[Text segment]
☆ ☆ ☆

This year, John lewis have brought us the tale of a love sick penguin. They figured the animated animals with a tinkly piano cover song worked for them last time, so they warmed up that turd for another year.
The penguin in question is palling around with a young boy. The kid is into the usual childhood things and this increasingly bores the penguin, who keeps being distracted by adult couples and stares longingly. There’s a real sense that they are growing apart and the boy starts to realise this.
So he does the natural thing that anyone would do when they realise that their friend is lonely and wanting a more meaningful relationship. He goes out and buys him a wife. Or his mum does, it’s not very clear. Nothing really says ‘romance’ and ‘love’ like a mail order bride. Shipped in from the Antarctic, the female penguin is alone in an alien culture and stranded in a climate that’s not ideal for penguins for most of the year, forced to shack up with some guy she’s never even met before. Awwww, adorable…
Sainsburys, meanwhile, seems to have edged them this year, tying their ad in with everybody’s favourite feel good event of the last century- the First World War.
They depict a rather idyllic front line. A flurry of snow flutters down amongst the lamp lit soldiers, all handsome, well nourished young chaps in spotless uniforms, who join together in a bit of Christmas Eve karaoke. Even the Germans are at it. Isn’t Crimbo wonderful? There’s not a severed limb hanging from barbed wire in sight, let alone ghastly corpses lying about messing up the battlefield. It’s important to have the place clean at Christmas, especially if you’ve got guests coming.
I’m not saying the advert should have gone all Saving Private Ryan, that’s WWII. It just shouldn’t have been about the war. Any war. War is horrific, not a thing of hope and joy as depicted here, and definitely not a thing to be used to sell more mince pies. As Harry Patch, Britain’s last surviving soldier from World War One said- “War is organised murder, and nothing else”. In a way, I’m glad he’s not around to see it.

☆ ☆ ☆

Copy the part of the commentary about Christmas ads between "So he does the" and "First World War.", inclusive, word for word. Rely on the commentary about Christmas ads and nothing else.

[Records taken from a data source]

☆ ☆ ☆

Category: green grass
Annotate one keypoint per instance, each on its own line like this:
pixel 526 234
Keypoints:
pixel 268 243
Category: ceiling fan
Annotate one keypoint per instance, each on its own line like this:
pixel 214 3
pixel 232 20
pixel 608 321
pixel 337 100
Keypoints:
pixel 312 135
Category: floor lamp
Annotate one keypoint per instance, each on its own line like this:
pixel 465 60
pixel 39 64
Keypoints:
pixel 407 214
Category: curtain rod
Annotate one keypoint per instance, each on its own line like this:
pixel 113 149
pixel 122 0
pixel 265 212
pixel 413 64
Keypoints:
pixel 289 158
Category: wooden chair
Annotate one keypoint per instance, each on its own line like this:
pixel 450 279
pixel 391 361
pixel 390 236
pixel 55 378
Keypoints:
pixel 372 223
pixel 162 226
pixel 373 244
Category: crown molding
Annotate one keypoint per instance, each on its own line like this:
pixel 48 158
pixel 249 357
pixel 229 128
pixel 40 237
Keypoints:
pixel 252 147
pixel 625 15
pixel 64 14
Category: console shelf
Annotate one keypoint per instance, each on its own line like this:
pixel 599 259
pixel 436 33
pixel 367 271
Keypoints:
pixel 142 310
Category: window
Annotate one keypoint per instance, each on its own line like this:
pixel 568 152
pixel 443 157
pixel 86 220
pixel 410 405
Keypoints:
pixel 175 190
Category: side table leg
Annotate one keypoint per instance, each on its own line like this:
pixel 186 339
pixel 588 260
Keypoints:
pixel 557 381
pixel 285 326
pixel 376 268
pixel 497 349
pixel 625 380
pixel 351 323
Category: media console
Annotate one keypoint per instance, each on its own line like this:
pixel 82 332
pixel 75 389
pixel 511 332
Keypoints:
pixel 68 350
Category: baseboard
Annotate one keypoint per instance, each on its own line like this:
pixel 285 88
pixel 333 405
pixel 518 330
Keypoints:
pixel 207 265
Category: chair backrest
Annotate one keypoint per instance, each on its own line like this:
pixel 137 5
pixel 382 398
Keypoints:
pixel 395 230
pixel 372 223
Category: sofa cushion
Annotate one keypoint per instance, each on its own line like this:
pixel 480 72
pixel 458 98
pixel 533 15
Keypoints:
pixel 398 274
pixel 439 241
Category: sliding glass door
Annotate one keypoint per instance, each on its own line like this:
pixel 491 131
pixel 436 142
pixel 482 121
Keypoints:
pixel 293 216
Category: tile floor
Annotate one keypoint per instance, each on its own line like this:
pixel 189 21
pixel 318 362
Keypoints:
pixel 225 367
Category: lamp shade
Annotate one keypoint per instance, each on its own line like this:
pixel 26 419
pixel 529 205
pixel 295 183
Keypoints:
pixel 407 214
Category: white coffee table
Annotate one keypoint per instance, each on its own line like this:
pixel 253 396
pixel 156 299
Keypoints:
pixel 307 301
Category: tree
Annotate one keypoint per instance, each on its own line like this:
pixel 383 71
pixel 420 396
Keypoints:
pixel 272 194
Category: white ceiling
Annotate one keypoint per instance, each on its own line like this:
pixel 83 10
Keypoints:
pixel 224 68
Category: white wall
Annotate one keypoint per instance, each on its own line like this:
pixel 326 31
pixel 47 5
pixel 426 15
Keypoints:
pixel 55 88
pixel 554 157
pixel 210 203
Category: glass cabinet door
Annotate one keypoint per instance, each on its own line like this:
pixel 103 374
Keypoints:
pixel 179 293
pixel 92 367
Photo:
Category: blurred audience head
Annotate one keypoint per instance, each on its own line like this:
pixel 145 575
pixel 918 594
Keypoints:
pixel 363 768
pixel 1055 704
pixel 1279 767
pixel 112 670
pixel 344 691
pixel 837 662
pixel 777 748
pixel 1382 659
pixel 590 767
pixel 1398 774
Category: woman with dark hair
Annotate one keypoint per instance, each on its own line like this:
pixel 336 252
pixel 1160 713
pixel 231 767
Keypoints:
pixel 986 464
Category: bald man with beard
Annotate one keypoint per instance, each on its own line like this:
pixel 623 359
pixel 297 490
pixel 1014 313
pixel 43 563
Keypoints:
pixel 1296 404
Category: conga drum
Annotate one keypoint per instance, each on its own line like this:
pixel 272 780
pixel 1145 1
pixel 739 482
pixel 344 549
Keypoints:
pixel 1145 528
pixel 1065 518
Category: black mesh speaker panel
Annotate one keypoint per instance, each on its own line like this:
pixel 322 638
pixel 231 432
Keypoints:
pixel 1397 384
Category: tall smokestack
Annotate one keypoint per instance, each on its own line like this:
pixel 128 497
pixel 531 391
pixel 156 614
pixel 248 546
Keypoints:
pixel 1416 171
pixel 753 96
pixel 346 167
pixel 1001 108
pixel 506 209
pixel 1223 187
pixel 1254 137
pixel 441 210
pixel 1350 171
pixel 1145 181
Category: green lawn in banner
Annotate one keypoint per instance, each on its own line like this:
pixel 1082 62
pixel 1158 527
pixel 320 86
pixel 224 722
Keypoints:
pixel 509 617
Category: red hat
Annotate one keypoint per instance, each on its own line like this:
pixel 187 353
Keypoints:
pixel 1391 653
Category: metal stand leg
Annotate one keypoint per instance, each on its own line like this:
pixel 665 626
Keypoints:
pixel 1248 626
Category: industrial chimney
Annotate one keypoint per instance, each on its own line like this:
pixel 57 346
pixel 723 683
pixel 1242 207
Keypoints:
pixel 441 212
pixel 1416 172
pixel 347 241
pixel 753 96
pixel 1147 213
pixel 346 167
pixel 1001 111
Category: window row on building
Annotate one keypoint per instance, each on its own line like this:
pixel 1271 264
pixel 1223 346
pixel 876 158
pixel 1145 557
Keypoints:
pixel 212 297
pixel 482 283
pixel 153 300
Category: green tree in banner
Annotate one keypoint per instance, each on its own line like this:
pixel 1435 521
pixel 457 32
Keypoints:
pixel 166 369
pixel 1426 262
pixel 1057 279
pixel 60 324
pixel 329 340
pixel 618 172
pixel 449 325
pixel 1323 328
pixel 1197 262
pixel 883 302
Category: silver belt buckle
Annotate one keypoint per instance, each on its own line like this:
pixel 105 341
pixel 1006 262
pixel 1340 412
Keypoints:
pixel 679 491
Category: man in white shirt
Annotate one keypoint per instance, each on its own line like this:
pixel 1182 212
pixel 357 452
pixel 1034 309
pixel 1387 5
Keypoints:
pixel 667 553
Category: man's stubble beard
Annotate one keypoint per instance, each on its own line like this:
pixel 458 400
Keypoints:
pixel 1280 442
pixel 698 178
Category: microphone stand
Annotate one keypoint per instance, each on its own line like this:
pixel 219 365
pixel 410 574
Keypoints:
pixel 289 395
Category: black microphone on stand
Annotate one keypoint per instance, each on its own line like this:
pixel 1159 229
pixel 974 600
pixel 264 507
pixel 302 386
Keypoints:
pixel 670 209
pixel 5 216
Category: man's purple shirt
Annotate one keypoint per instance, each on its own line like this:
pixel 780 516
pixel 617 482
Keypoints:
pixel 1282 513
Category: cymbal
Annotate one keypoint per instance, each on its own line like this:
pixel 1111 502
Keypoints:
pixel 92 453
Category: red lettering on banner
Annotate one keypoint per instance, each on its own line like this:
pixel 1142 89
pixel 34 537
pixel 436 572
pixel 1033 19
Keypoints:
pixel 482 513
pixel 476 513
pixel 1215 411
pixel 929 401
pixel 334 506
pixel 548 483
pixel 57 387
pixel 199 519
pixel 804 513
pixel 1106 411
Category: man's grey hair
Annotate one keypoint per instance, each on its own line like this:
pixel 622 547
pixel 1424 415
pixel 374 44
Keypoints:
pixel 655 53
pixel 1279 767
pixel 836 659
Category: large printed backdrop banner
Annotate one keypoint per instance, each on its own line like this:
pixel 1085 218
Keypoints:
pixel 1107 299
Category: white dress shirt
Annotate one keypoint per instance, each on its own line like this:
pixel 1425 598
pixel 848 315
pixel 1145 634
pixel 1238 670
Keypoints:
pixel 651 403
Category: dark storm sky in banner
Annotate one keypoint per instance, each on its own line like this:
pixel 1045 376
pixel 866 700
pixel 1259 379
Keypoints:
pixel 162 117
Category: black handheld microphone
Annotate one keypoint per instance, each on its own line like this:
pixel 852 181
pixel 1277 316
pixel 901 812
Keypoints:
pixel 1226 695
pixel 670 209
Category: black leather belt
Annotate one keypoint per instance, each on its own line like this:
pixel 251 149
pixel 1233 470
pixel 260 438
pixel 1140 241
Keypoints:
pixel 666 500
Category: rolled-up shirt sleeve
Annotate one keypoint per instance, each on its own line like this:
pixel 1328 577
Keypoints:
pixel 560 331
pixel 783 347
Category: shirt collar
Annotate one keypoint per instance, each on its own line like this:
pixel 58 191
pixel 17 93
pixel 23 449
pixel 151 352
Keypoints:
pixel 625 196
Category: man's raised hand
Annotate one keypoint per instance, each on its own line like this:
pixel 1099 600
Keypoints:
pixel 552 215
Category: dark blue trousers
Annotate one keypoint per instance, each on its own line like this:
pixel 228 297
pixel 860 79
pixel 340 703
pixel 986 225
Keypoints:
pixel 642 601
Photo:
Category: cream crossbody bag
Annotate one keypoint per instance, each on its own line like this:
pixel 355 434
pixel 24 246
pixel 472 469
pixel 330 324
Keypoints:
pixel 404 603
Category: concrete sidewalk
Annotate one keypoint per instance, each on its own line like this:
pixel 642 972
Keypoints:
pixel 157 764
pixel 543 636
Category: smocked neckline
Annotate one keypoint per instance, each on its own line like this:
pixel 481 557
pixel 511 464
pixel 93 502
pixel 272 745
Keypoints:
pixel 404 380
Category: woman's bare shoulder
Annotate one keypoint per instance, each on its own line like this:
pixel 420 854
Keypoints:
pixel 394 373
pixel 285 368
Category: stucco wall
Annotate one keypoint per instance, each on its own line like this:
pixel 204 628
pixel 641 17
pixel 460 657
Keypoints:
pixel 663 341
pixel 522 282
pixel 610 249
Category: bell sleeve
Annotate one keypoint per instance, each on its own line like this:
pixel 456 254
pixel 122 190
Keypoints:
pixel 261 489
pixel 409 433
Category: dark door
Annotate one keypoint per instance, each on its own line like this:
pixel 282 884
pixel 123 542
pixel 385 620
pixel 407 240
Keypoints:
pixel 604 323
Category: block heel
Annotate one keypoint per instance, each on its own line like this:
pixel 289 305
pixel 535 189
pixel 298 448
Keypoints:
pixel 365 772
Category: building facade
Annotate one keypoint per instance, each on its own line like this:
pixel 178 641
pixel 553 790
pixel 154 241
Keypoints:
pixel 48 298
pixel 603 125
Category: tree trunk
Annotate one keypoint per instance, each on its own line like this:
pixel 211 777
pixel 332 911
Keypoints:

☆ ☆ ☆

[Answer below]
So he does the natural thing that anyone would do when they realise that their friend is lonely and wanting a more meaningful relationship. He goes out and buys him a wife. Or his mum does, it’s not very clear. Nothing really says ‘romance’ and ‘love’ like a mail order bride. Shipped in from the Antarctic, the female penguin is alone in an alien culture and stranded in a climate that’s not ideal for penguins for most of the year, forced to shack up with some guy she’s never even met before. Awwww, adorable…
Sainsburys, meanwhile, seems to have edged them this year, tying their ad in with everybody’s favourite feel good event of the last century- the First World War.